Information given
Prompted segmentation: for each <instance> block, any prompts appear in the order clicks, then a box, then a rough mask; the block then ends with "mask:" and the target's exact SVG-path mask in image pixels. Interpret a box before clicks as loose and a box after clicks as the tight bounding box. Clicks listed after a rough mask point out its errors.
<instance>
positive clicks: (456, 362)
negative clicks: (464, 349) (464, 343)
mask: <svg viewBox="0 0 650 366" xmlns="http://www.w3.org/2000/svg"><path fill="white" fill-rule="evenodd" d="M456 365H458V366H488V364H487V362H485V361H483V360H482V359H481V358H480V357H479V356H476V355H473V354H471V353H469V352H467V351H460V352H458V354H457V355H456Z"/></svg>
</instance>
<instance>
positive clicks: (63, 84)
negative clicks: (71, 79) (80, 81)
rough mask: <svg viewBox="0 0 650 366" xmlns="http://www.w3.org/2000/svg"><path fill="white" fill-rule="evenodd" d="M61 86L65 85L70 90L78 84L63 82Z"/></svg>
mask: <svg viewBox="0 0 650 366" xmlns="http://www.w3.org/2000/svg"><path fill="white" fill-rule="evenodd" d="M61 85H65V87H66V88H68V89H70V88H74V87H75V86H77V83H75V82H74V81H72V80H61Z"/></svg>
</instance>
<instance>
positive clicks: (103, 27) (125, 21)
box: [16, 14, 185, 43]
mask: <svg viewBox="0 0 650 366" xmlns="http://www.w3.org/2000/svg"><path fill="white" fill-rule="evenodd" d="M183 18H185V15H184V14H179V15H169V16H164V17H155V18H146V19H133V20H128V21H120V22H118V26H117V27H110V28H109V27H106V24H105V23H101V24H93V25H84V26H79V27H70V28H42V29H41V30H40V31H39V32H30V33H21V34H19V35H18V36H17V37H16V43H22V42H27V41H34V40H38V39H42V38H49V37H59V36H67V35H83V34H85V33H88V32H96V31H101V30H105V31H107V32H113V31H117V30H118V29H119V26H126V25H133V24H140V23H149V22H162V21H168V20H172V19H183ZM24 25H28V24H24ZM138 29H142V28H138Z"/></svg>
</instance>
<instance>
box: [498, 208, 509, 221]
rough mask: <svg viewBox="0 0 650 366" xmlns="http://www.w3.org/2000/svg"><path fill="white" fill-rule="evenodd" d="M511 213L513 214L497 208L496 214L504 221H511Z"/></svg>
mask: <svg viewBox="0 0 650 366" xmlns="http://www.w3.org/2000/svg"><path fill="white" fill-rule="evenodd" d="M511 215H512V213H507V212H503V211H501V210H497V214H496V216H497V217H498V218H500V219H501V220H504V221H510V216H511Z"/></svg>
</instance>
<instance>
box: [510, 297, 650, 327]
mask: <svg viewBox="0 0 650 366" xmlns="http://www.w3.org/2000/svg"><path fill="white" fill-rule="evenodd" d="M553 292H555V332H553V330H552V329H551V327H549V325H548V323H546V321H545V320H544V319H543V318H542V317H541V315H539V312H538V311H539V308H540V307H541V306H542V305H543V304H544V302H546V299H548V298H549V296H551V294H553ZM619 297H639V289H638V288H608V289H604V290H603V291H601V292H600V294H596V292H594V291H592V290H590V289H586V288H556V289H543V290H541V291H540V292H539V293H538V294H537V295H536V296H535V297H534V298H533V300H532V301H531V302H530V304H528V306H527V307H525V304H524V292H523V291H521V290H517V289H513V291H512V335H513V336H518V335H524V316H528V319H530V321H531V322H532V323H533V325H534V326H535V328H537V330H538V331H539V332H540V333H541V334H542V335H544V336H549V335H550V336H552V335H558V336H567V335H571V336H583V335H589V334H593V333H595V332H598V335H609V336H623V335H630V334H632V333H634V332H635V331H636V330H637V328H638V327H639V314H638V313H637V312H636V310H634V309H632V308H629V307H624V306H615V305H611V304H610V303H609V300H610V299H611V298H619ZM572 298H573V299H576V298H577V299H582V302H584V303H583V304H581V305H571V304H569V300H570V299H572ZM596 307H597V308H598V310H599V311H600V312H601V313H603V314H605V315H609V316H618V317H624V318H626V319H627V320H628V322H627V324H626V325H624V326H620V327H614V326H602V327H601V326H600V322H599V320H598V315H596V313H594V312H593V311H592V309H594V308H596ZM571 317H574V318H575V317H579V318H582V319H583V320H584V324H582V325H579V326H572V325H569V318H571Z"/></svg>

What the exercise asks
How many lines in the data above contain the word "negative"? Reply with the number alone.

Exercise response
2